**TEXT FOR ANALYSIS:**
Tuesday, November 17, 2009

I Only Look at Big Bikes for The Pictures

After typing up yesterday's Swank 65 race report, my fingers are exhausted. I may have also used up all the words in my brain, so what we have here are photos from the first day (hey, it was an action-packed day, what can I say?) of the trip to North Carolina, or "North Koo-Koo-Looky" as native Christopher McQueen calls it.

Above: I shipped my bike to Cycle 9 in Carrboro. My good buddy Chris works there. The shop is pretty much my worst nightmare — they primarily deal with electric assist and cargo bikes...not that there's anything wrong with that. I just don't want to deal with it is all. Their motto is: "Ride your bike more." The idea is to encourage people who live far from their workplace and need to transport large amounts of stuff, or children, or large amounts of stuff AND children. These aren't necessarily people who would ride a bike at all otherwise, so I think it's a great thing, these guys are doing good work at Cycle 9. I commend them...from afar.

More Cycle 9. The shop opened up and then , almost immediately a coffee shop moved in next door. One of Cycle 9's employees even does double duty, working over at the cafe. This is a dangerous combination. Coffee is like bike mechanic crack. As it stands, I drink an absurd amount of coffee. If I had access to virtually free and limitless coffee, I would drink it non-stop, until I devolved into a shaking, babbling-at-ninety-miles-per-hour-mass.

That photo on the bottom right, that's a car battery. Albeit a tiny, three wheeled car, but still a battery for a car. And now I will back even further away (and maybe hide behind this trash can here) and commend them once again.

After building up The Superfly Chris and I met up with Brian Plaster, owner of Johnny's. Not sure how to describe Johnny's. Next time you're in Carrboro just go check it out. If you go in the morning grab a coffee and a "Bretzel." Or head over at night and get a taco from the taco truck, buy a beer from inside, and sit down by the fire to listen to some live music. That's almost like a description, and it sounds a whole lot better than Farlow Gap.

**REQUIRED WORK:**
1/ Return the passage from the blog post about the North Carolina trip, starting at "After building up" and ending at "than Farlow Gap.".
2/ List every food or drink the blog post about the North Carolina trip suggests getting at Johnny's.

**ENTRIES SHOWN:**
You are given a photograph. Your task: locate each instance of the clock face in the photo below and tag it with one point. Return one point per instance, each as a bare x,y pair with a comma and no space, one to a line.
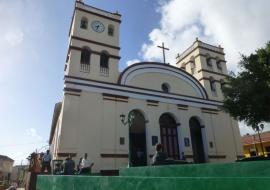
97,26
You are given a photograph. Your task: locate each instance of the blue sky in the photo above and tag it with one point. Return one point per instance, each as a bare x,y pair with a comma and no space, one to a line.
33,47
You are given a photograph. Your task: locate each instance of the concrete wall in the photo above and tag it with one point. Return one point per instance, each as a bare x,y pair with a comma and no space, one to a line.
92,125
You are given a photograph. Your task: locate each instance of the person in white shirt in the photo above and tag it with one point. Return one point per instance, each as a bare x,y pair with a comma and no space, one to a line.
86,165
46,162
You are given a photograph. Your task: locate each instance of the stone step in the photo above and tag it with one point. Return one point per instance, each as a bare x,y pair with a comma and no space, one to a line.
151,183
238,169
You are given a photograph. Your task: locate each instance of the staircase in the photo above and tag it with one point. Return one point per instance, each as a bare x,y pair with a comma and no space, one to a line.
227,176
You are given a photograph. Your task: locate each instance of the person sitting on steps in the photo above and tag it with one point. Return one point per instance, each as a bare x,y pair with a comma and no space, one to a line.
159,156
86,165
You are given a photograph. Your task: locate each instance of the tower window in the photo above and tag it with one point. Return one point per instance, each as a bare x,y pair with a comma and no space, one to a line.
192,65
165,87
85,59
104,63
84,23
111,30
219,66
213,86
209,61
222,83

**RESPONSE LIST:**
1/
After building up The Superfly Chris and I met up with Brian Plaster, owner of Johnny's. Not sure how to describe Johnny's. Next time you're in Carrboro just go check it out. If you go in the morning grab a coffee and a "Bretzel." Or head over at night and get a taco from the taco truck, buy a beer from inside, and sit down by the fire to listen to some live music. That's almost like a description, and it sounds a whole lot better than Farlow Gap.

2/
- a coffee
- a "Bretzel"
- a taco from the taco truck
- a beer